====== Extrait du texte

Voici pourquoi on détecte un plus grand nombre de cancers colorectaux chez les jeunes adultes

Richard Béliveau
L’analyse moléculaire de tumeurs colorectales précoces, affectant de jeunes adultes de moins de 50 ans, a révélé la présence de mutations typiques d’une exposition à la colibactine, une toxine sécrétée par certaines bactéries intestinales.
On s’inquiète beaucoup, avec raison, de la forte hausse d’incidence de plusieurs cancers touchant les jeunes adultes (moins de 50 ans) observée au cours des dernières années. Un des meilleurs exemples de cette augmentation est sans doute le cancer colorectal: les données montrent qu’une personne âgée de 20 à 30 ans (la cohorte des millénariaux) a actuellement deux fois plus de risque d’être touchée par un cancer du côlon et quatre fois plus de risque par un cancer du rectum que ne l’était une personne du même âge née en 1950.
Pire, non seulement ces cancers sont plus précoces, mais ils sont aussi plus agressifs et ne sont souvent diagnostiqués qu’une fois parvenus à un stade métastatique.
En conséquence, les spécialistes anticipent que le cancer colorectal précoce pourrait devenir la principale cause de mortalité par cancer des jeunes adultes de 20 à 49 ans d’ici 2030 (1).
Progression accélérée
Cette situation est tout à fait inhabituelle, dans la mesure où le cancer colorectal est le prototype du cancer à évolution lente, requérant normalement plusieurs décennies pour acquérir les mutations nécessaires à la formation d’une tumeur mature.
D’ailleurs, l’incidence de cancer colorectal commence à augmenter significativement après 50 ans pour atteindre un pic aux environs de 70-75 ans.
Pour que ce cancer ayant atteint un stade avancé soit détecté chez une personne jeune, de 30 à 35 ans par exemple, il faut donc que les cellules du côlon aient été exposées très tôt à un ou plusieurs facteurs qui ont accéléré de façon extraordinaire ce processus d’acquisition de mutations.
Toxine cancérigène
L’obésité est certainement un des facteurs en cause, car la majorité des cancers qui sont en hausse chez les jeunes, incluant le cancer colorectal, sont des cancers liés à l’obésité (2).

============

Liste des tâches:
(A) Citez un passage de l'article sur le cancer colorectal : commencez aux mots « En conséquence, les » et arrêtez-vous après « d’une tumeur mature. ».
(B) Répondez à ces questions sur l'article sur le cancer colorectal :
(i) Quelle toxine sécrétée par certaines bactéries intestinales est liée aux mutations relevées dans les tumeurs précoces ?
(ii) Vers quel âge l'incidence du cancer colorectal atteint-elle un pic ?
(iii) D'ici quelle année le cancer colorectal précoce pourrait-il devenir la principale cause de mortalité par cancer chez les 20 à 49 ans ?
(C) Poursuivez l'article sur le cancer colorectal après sa dernière phrase.
Les enregistrements viennent d'une autre source que l'article.

====== Enregistrements fournis

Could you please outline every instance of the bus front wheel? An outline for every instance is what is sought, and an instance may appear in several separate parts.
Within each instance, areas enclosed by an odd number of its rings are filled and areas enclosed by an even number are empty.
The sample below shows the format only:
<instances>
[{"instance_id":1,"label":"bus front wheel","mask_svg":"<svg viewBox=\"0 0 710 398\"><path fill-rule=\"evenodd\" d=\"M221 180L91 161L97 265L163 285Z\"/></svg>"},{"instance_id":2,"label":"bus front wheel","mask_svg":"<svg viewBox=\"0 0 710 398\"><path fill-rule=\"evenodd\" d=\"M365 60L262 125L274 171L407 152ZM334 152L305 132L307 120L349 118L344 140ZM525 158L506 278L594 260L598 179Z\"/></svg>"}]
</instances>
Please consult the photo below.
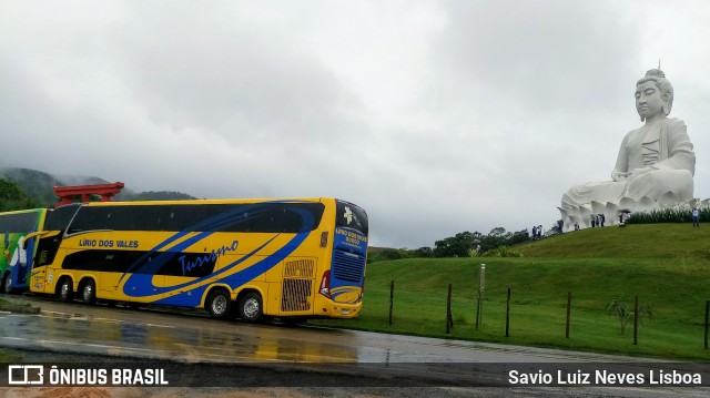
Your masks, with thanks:
<instances>
[{"instance_id":1,"label":"bus front wheel","mask_svg":"<svg viewBox=\"0 0 710 398\"><path fill-rule=\"evenodd\" d=\"M243 322L255 324L264 316L262 296L256 292L250 292L240 302L240 318Z\"/></svg>"},{"instance_id":2,"label":"bus front wheel","mask_svg":"<svg viewBox=\"0 0 710 398\"><path fill-rule=\"evenodd\" d=\"M97 304L97 284L92 279L87 279L81 285L81 300L84 304Z\"/></svg>"},{"instance_id":3,"label":"bus front wheel","mask_svg":"<svg viewBox=\"0 0 710 398\"><path fill-rule=\"evenodd\" d=\"M215 319L226 319L232 312L232 298L224 289L217 289L207 297L207 313Z\"/></svg>"},{"instance_id":4,"label":"bus front wheel","mask_svg":"<svg viewBox=\"0 0 710 398\"><path fill-rule=\"evenodd\" d=\"M11 294L12 293L12 275L10 275L10 273L6 273L4 277L2 278L2 286L0 286L0 288L2 289L2 292L0 293L4 293L4 294Z\"/></svg>"},{"instance_id":5,"label":"bus front wheel","mask_svg":"<svg viewBox=\"0 0 710 398\"><path fill-rule=\"evenodd\" d=\"M60 280L57 296L64 303L70 303L74 298L74 289L70 278L65 277Z\"/></svg>"}]
</instances>

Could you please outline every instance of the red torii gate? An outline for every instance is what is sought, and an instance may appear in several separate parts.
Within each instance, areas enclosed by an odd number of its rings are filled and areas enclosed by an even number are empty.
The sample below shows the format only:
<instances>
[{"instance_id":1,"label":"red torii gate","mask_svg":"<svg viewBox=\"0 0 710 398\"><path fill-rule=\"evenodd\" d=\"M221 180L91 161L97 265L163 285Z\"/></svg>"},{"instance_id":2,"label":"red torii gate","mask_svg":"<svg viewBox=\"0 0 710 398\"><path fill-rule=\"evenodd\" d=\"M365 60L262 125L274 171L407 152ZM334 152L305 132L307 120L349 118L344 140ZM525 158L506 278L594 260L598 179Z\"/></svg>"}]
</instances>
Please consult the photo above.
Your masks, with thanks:
<instances>
[{"instance_id":1,"label":"red torii gate","mask_svg":"<svg viewBox=\"0 0 710 398\"><path fill-rule=\"evenodd\" d=\"M100 195L101 202L111 202L111 197L121 192L122 188L122 182L115 182L113 184L54 186L54 193L59 196L59 202L54 207L70 204L77 196L81 197L81 202L89 202L91 195Z\"/></svg>"}]
</instances>

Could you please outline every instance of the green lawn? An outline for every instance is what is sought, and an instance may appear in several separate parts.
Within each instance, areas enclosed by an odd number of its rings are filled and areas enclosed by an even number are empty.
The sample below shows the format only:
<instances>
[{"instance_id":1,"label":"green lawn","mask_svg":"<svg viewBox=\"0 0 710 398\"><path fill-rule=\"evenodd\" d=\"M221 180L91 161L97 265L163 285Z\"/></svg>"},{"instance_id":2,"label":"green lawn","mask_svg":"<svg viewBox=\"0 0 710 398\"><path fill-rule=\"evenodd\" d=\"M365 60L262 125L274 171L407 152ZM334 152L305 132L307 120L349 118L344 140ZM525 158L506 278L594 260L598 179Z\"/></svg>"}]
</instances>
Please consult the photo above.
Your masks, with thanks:
<instances>
[{"instance_id":1,"label":"green lawn","mask_svg":"<svg viewBox=\"0 0 710 398\"><path fill-rule=\"evenodd\" d=\"M367 266L365 302L352 320L310 324L373 331L556 347L600 353L710 360L704 350L710 299L710 226L609 226L567 233L515 248L520 258L398 259ZM486 264L483 323L476 329L479 264ZM393 324L389 286L395 282ZM446 334L448 284L454 327ZM506 300L510 288L509 337ZM565 337L571 293L570 337ZM655 319L621 334L607 313L635 296Z\"/></svg>"}]
</instances>

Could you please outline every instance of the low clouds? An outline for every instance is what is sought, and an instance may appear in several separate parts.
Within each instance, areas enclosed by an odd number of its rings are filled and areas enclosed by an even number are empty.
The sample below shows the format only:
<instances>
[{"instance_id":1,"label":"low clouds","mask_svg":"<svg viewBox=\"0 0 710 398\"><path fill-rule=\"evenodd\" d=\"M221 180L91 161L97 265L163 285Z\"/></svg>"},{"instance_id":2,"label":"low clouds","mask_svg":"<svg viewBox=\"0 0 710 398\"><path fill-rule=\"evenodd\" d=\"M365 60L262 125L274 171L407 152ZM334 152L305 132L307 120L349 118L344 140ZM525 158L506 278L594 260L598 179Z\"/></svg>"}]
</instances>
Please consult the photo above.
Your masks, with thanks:
<instances>
[{"instance_id":1,"label":"low clouds","mask_svg":"<svg viewBox=\"0 0 710 398\"><path fill-rule=\"evenodd\" d=\"M337 196L367 210L372 244L432 246L550 226L565 190L608 178L662 58L708 197L710 55L692 43L710 7L673 4L7 1L0 162Z\"/></svg>"}]
</instances>

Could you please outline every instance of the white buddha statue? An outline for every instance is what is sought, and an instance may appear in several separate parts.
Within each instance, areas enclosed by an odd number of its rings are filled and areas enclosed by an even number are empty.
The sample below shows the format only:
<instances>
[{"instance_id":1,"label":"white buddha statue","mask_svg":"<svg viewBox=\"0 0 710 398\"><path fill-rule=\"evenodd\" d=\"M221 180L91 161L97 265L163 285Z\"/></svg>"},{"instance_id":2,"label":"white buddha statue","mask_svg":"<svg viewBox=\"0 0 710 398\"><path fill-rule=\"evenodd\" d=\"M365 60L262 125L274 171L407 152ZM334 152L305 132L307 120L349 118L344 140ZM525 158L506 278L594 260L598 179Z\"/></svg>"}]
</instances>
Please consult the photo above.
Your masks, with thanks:
<instances>
[{"instance_id":1,"label":"white buddha statue","mask_svg":"<svg viewBox=\"0 0 710 398\"><path fill-rule=\"evenodd\" d=\"M623 137L612 181L576 185L562 195L568 225L588 225L597 213L616 218L612 213L620 207L652 208L692 198L696 154L686 123L668 118L672 103L673 88L662 71L652 69L636 83L636 109L645 124Z\"/></svg>"}]
</instances>

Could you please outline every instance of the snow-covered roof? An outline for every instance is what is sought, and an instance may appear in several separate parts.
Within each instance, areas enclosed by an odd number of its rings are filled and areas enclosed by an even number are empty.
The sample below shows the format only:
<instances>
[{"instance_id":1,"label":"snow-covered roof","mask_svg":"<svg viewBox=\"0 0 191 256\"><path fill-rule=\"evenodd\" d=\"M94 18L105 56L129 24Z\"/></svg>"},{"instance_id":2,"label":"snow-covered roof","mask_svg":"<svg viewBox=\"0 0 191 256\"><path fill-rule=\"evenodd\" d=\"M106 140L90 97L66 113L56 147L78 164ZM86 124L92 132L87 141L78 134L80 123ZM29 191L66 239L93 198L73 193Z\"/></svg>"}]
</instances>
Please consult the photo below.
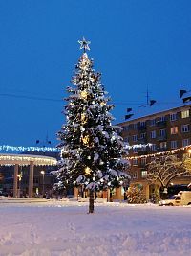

============

Vos réponses:
(A)
En conséquence, les spécialistes anticipent que le cancer colorectal précoce pourrait devenir la principale cause de mortalité par cancer des jeunes adultes de 20 à 49 ans d’ici 2030 (1).
Progression accélérée
Cette situation est tout à fait inhabituelle, dans la mesure où le cancer colorectal est le prototype du cancer à évolution lente, requérant normalement plusieurs décennies pour acquérir les mutations nécessaires à la formation d’une tumeur mature.

(B)
(i) La colibactine.
(ii) Aux environs de 70-75 ans.
(iii) 2030.

(C)
Mais au-delà de l’excès de poids, une autre conséquence de l’alimentation moderne, riche en produits industriels ultra-transformés et pauvre en végétaux, est de modifier drastiquement la composition du microbiome intestinal, c’est-à-dire les centaines de millions de bactéries qui cohabitent avec nous dans l’intestin, en particulier au niveau du côlon.
Ces bactéries jouent plusieurs rôles importants dans le bon fonctionnement des cellules qui sont en contact étroit avec elles et il est donc possible qu’une perturbation de cet équilibre provoquée par une mauvaise alimentation puisse influencer la probabilité de développer un cancer.
Cette implication bactérienne dans la hausse d’incidence des cancers colorectaux précoces est démontrée par les résultats d’une étude qui vient tout juste d’être publiée (3).
En analysant le génome complet de 981 tumeurs colorectales, les chercheurs ont noté que celles provenant d’individus jeunes (moins de 50 ans) présentaient une signature de mutations associée spécifiquement à la colibactine, une toxine produite par certaines souches de la bactérie E. coli et qui possède une action cancérigène bien caractérisée.
En particulier, cette toxine cancérigène cible le gène de la polypose adénomateuse colique (APC), un gène suppresseur de tumeur qui contrôle la croissance des cellules et qui est très souvent un des premiers gènes mutés au cours de la progression des tumeurs colorectales.
En somme, dans cette étude, on suggère qu’une exposition aux bactéries productrices de cette toxine dans les premières années de vie pourrait déclencher très tôt une cascade de mutations génétiques qui expliquerait l’apparition précoce du cancer colorectal chez les jeunes adultes.
L’identification des facteurs du mode de vie qui favorise l’implantation de ces bactéries, en particulier du point de vue alimentaire, pourrait donc représenter une avancée majeure dans la prévention de ces cancers.
Références
(1) Akimoto N et coll. «Rising incidence of early-onset colorectal cancer – a call to action». Nat. Rev. Clin. Oncol.; 2021; 18: 230-243.
(2) Sung H et coll. «Differences in cancer rates among adults born between 1920 and 1990 in the USA: an analysis of population-based cancer registry data». Lancet Public Health; 2024; 9: e583.
(3) Díaz-Gay M et coll. «Geographic and age variations in mutational processes in colorectal cancer». Nature, publié le 23 avril 2025.